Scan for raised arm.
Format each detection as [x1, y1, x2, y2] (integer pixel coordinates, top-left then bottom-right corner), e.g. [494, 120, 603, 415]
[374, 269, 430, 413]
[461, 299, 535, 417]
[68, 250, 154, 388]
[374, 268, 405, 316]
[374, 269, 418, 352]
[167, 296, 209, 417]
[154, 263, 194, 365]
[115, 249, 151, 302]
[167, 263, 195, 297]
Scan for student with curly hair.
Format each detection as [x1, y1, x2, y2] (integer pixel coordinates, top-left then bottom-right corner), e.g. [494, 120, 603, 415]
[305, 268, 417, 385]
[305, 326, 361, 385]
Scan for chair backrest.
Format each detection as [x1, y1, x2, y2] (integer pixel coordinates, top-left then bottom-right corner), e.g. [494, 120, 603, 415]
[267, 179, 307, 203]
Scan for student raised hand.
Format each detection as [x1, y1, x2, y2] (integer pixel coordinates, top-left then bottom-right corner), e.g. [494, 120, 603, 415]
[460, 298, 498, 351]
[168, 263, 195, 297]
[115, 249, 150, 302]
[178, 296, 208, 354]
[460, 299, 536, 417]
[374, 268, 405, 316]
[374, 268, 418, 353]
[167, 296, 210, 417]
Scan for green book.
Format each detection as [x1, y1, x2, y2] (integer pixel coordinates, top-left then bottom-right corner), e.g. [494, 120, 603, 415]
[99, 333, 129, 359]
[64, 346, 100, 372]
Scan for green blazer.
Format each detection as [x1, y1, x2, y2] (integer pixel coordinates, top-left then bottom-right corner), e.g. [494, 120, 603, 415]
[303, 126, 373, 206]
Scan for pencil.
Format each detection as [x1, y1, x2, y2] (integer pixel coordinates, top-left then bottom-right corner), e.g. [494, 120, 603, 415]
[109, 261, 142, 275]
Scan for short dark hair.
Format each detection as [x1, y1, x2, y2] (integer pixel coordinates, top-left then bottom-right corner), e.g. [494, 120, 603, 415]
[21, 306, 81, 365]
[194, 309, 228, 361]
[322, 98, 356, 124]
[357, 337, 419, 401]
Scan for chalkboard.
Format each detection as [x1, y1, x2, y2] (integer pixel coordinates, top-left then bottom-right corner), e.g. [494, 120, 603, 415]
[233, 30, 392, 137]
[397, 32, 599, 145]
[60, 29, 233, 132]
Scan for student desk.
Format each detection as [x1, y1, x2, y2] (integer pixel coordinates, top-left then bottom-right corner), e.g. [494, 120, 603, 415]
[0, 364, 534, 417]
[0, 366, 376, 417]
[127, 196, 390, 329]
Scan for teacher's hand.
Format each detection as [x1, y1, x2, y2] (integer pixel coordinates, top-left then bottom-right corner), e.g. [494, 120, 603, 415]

**TASK OBJECTIVE**
From the first line to the last, please write out the entries exactly.

**REPLY**
Scan for raised arm.
Format each detection as [x1, y1, x2, y2] (integer pixel coordinates, top-left then bottom-right corner), e.g. [494, 120, 603, 415]
[374, 269, 430, 413]
[461, 299, 535, 417]
[68, 250, 154, 388]
[374, 268, 405, 316]
[374, 269, 418, 352]
[167, 296, 209, 417]
[154, 263, 194, 365]
[115, 249, 151, 302]
[167, 263, 195, 297]
Scan for student with curly hair.
Format each detection as [x1, y1, x2, y2] (integer pixel coordinates, top-left then bottom-right corner), e.g. [494, 120, 603, 415]
[305, 268, 417, 385]
[305, 326, 361, 385]
Scan for chair backrest.
Format each detection as [x1, y1, x2, y2] (integer pixel coordinates, top-left then bottom-right corner), e.g. [494, 120, 603, 415]
[267, 179, 307, 203]
Scan for student raised hand.
Format each detection as [x1, y1, x2, y2] (integer pixel coordinates, top-left then bottom-right corner), e.g. [494, 120, 603, 415]
[460, 298, 498, 351]
[168, 263, 195, 297]
[115, 249, 150, 302]
[178, 296, 208, 354]
[460, 299, 536, 417]
[374, 268, 405, 316]
[374, 268, 418, 353]
[167, 296, 210, 417]
Scan for green book.
Format each detection as [x1, y1, x2, y2] (integer pixel coordinates, top-left then bottom-right corner), e.g. [494, 120, 603, 415]
[99, 333, 129, 359]
[64, 346, 100, 372]
Scan for green blazer.
Format each detection as [x1, y1, x2, y2] (integer pixel coordinates, top-left then bottom-right corner), e.g. [494, 120, 603, 415]
[303, 126, 373, 206]
Scan for pencil.
Format each detection as [x1, y1, x2, y2] (integer pixel coordinates, top-left then bottom-right corner), e.g. [494, 120, 603, 415]
[109, 261, 142, 275]
Scan for short dark hair.
Format each detection as [x1, y1, x2, y2] (integer pixel coordinates, top-left then bottom-right corner), e.g. [494, 120, 603, 415]
[21, 306, 81, 365]
[194, 309, 228, 361]
[322, 98, 356, 124]
[357, 337, 419, 401]
Scan for chalkboard.
Format each detection as [x1, y1, x2, y2] (integer pixel coordinates, top-left then bottom-right corner), e.g. [494, 120, 603, 415]
[233, 30, 392, 137]
[397, 32, 599, 145]
[60, 29, 233, 132]
Scan for student desk.
Format each detection as [x1, y1, x2, y2] (integer pixel coordinates, top-left then bottom-right corner), e.g. [494, 120, 603, 415]
[0, 364, 534, 417]
[0, 366, 376, 417]
[127, 196, 390, 329]
Scan for teacher's hand.
Format each detection as [x1, y1, x2, y2] (integer pixel coordinates, top-left then bottom-right corner), e.g. [494, 120, 603, 415]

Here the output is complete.